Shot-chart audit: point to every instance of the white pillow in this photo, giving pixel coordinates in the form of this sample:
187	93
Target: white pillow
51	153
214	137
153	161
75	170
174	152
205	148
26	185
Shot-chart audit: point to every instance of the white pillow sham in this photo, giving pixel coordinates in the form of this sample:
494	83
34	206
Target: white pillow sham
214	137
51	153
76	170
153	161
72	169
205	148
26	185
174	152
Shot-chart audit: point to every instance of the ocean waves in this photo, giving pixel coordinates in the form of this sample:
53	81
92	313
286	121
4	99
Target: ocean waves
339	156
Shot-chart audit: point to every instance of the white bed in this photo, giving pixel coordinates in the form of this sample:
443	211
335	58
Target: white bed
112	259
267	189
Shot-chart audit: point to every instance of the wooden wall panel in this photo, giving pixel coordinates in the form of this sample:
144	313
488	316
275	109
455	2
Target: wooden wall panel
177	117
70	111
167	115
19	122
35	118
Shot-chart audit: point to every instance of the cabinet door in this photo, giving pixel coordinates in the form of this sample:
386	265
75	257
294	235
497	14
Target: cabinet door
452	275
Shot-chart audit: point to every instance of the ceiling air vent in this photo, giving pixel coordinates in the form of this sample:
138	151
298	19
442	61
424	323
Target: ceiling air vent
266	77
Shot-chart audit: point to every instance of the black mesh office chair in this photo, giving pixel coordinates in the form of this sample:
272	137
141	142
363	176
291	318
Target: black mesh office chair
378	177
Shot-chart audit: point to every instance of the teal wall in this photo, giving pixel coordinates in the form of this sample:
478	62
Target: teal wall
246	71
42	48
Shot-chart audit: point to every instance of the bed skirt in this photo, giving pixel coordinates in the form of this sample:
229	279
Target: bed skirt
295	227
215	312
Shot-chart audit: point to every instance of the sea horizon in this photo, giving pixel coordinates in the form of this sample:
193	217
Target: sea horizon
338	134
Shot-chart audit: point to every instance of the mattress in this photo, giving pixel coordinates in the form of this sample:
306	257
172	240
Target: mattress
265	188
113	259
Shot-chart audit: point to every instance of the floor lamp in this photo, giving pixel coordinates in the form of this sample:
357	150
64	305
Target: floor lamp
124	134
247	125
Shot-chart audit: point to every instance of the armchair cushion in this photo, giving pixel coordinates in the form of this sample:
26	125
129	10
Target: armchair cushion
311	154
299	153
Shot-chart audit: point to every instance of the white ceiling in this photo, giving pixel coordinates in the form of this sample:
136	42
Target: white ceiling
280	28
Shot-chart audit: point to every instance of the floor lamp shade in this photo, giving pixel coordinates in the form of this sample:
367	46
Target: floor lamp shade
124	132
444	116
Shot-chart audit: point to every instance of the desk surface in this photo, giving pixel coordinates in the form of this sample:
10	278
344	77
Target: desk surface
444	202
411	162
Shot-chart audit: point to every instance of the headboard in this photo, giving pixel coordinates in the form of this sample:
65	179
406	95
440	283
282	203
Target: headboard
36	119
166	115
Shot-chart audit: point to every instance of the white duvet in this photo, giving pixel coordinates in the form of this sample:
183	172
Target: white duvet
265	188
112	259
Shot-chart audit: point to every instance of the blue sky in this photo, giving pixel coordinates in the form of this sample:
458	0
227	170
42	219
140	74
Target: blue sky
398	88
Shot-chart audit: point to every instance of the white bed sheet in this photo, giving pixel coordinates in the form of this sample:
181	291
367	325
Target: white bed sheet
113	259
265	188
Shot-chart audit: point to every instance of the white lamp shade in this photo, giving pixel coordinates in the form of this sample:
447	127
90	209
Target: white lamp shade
- - -
## Task description
Nothing in the records should be altered when they are written out again.

## Response area
Shot-chart audit: point to every instance of the white pillow in this photo, giving pixel coordinates in the form of this sample:
187	93
Target: white pillow
51	153
214	137
153	161
75	170
174	152
205	148
26	185
Shot-chart audit: point to every instance of the white pillow sham in this photo, giving pixel coordinates in the form of this sample:
494	83
34	206
Target: white pillow sham
214	137
51	153
76	170
153	161
72	169
205	148
26	185
174	152
Shot-chart audit: point to every instance of the ocean waves in this photo, giving pixel coordinates in the form of this sample:
53	81
92	313
286	121
4	99
Target: ocean waves
339	156
Shot-chart audit: point to every instance of the white bed in this photo, giving pixel coordinates in the form of this sample:
443	211
335	58
Target: white bed
112	259
267	189
Shot-chart audit: point to every instance of the wooden wall panel in this photo, giving pixel coordinates in the form of this sample:
144	313
488	316
275	109
455	2
Target: wooden wall panel
177	117
70	111
167	115
19	122
35	118
Shot-chart audit: point to every instance of the cabinet door in this photo, giving pixel coordinates in the form of this sample:
386	265
75	257
294	235
497	14
Target: cabinet door
452	275
Shot-chart audit: point to every instance of the ceiling air vent in this photo, giving pixel coordinates in the form of this sample:
138	151
298	19
442	61
424	323
Target: ceiling air vent
266	77
Shot-chart audit: point to every instance of the black mesh office chair in this photo, giving pixel coordinates in the form of this sample:
272	137
141	142
363	176
291	318
Target: black mesh office chair
378	177
Shot-chart audit: point to every instance of the teal wall in this photo, giving pixel coordinates in the form of this sample:
478	62
Target: teal wall
246	71
42	48
Shot-chart audit: point to every instance of the bed skirt in this photo, giving pixel coordinates in the form of this sample:
229	279
Target: bed skirt
295	227
215	312
Shot-chart audit: point to every instance of the sea horizon in this photo, giving pixel coordinates in the form of this sample:
193	217
Target: sea horizon
338	134
Shot-chart audit: point to every instance of the mattress in this photo, giving pixel coordinates in the form of this sample:
306	257
172	240
Target: mattress
265	188
113	259
Shot-chart audit: point to every instance of the floor lamp in this photo, giving pixel coordinates in the form of this sample:
357	150
64	305
Target: floor lamp
124	134
247	125
Shot-chart audit: point to every instance of the armchair cushion in this photo, giving pixel coordinates in the form of this sample:
26	125
129	10
Target: armchair cushion
311	154
299	153
Shot-chart audit: point to every instance of the white ceiling in this photo, giving pixel coordinates in the form of this sample:
136	42
Target: white ceiling
280	28
Shot-chart audit: point to every instance of the floor lamp shade in this photo, giving pixel coordinates in the form of this sample:
367	46
Target: floor lamp shade
124	132
444	116
Shot-chart audit: point to every instance of the desk surface in this photo, giving pixel coordinates in the form of this sample:
10	278
344	77
Target: desk surface
444	202
411	162
Shot-chart audit: point to every instance of the headboard in this photo, giving pixel coordinates in the form of this sample:
65	179
406	95
440	283
282	203
Target: headboard
36	119
166	115
Shot-chart audit: point to every instance of the white duvet in this photo, giving pixel coordinates in the form of this sample:
183	172
Target: white duvet
265	188
112	259
Shot-chart audit: point to every instance of the blue sky in this photo, giving pixel coordinates in the form of this sample:
458	0
227	170
42	219
140	74
Target: blue sky
398	88
Shot-chart audit: point to every instance of the white bed sheet in this photo, giving pixel coordinates in the form of this sample:
181	291
367	325
Target: white bed sheet
113	259
265	188
Shot-chart audit: point to every instance of the white lamp shade in this photo, giving pixel coordinates in the form of this sample:
447	127
90	209
Target: white lamp shade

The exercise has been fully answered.